§ Data to process:
— Start —

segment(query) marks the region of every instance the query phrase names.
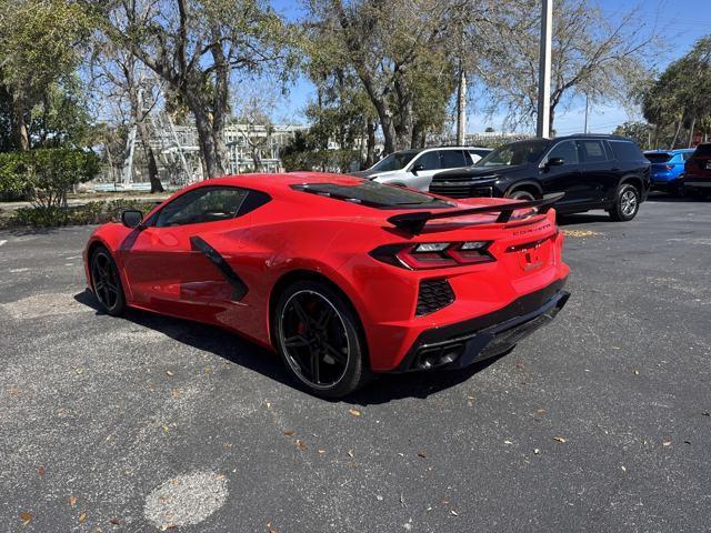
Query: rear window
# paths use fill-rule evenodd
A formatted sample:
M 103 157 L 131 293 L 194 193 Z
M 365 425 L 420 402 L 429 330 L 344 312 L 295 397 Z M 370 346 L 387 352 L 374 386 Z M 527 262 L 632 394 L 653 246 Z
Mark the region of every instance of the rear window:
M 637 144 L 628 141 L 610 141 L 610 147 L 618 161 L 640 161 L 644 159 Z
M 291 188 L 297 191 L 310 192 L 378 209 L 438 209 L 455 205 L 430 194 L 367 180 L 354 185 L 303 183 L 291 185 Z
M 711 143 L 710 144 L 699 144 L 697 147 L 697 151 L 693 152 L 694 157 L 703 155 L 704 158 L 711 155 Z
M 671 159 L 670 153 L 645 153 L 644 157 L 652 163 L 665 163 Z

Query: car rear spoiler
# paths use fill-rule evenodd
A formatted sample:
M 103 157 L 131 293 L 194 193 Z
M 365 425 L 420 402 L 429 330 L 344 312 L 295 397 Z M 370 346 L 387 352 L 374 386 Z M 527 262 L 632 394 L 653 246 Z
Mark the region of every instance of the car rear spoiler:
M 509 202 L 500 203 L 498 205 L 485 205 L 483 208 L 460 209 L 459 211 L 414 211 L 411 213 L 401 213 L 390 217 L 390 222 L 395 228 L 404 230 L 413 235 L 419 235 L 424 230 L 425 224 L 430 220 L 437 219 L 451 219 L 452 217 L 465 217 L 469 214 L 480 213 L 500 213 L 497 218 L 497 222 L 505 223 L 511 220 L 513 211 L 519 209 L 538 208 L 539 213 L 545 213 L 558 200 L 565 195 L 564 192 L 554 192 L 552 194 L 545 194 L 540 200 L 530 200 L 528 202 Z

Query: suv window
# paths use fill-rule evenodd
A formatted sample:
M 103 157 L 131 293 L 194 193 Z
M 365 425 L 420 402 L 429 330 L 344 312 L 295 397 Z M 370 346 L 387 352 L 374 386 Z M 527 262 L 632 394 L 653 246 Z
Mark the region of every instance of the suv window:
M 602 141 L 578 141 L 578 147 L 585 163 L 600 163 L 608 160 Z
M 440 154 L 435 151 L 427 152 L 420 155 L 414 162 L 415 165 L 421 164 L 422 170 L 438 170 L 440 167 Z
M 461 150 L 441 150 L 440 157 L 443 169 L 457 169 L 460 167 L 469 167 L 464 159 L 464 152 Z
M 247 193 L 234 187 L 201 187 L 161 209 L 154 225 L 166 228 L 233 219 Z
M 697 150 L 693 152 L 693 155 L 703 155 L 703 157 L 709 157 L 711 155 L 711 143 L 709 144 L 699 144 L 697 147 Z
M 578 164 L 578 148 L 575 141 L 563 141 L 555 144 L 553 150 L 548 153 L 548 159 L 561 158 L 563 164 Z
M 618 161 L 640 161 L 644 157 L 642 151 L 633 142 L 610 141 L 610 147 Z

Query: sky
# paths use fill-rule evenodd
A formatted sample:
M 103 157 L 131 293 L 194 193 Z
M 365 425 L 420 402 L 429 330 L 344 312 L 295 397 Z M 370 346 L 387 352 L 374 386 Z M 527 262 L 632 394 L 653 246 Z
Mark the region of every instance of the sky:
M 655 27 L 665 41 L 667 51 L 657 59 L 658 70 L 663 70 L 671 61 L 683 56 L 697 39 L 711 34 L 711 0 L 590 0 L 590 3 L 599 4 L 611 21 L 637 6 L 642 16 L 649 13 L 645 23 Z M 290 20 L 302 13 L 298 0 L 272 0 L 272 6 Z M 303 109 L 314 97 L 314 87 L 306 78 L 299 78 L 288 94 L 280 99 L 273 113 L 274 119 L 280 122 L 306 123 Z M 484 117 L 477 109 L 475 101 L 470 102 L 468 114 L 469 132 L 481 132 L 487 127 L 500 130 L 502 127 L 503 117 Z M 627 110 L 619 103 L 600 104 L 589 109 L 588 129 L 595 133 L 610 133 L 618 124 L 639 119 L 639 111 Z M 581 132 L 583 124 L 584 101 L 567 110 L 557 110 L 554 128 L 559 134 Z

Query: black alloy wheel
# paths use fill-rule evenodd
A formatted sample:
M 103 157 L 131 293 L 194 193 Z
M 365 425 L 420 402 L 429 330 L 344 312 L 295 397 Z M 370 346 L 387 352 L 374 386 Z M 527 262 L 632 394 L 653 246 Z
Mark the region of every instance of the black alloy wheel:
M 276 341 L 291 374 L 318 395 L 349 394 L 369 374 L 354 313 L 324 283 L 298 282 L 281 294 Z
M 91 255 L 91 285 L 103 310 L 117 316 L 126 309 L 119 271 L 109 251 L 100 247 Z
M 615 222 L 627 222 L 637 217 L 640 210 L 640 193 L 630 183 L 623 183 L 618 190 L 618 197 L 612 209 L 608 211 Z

— End —
— Start —

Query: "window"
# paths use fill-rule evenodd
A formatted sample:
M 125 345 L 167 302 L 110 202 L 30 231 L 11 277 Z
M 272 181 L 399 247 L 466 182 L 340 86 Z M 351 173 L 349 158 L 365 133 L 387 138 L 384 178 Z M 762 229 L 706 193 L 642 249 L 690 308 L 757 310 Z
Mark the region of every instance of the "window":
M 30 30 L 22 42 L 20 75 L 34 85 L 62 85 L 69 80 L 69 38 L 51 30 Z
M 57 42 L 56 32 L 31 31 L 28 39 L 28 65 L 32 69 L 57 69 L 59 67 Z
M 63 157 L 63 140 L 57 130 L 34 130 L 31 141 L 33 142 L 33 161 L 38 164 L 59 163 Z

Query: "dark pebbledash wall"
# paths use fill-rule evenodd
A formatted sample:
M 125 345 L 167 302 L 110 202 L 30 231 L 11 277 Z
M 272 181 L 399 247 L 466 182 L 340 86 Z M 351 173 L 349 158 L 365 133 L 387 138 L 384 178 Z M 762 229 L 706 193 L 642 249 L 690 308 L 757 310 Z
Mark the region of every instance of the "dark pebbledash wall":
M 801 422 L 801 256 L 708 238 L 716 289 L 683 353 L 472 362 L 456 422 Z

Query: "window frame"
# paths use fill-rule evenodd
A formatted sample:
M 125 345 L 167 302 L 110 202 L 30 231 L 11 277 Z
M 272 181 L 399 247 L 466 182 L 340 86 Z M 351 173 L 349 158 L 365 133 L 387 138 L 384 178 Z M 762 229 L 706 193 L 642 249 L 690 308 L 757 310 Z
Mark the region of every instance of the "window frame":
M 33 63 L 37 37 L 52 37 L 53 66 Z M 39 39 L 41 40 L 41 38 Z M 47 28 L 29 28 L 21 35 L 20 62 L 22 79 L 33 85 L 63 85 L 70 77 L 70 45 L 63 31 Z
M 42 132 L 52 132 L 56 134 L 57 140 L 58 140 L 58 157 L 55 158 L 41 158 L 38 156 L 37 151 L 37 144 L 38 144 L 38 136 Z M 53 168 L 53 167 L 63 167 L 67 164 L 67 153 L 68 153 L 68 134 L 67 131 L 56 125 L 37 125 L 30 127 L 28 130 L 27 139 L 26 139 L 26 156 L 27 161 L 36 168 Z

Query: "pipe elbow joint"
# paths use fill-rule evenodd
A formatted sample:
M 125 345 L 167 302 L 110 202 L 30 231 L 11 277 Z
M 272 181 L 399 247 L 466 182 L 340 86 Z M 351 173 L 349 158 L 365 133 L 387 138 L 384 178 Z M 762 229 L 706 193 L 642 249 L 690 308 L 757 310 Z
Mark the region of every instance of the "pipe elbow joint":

— End —

Reproduce the stretch of the entries from the line containing "segment(query) marks the" through the line containing "M 637 144 L", both included, and shift every coordinate in the answer outlines up by 102. Keep all other lines unchanged, and leave the picture out.

§ Written answer:
segment(query) marks the region of every instance the query phrase names.
Query: rear window
# paths use fill-rule evenodd
A formatted sample:
M 103 157 L 131 293 L 194 193 Z
M 365 425 L 420 402 L 429 330 L 344 312 L 295 397 Z M 370 346 L 387 352 L 374 386 Z M 527 262 L 632 394 L 653 246 Z
Mark the region of every instance of the rear window:
M 739 246 L 730 243 L 712 243 L 712 249 L 720 263 L 742 263 L 746 261 Z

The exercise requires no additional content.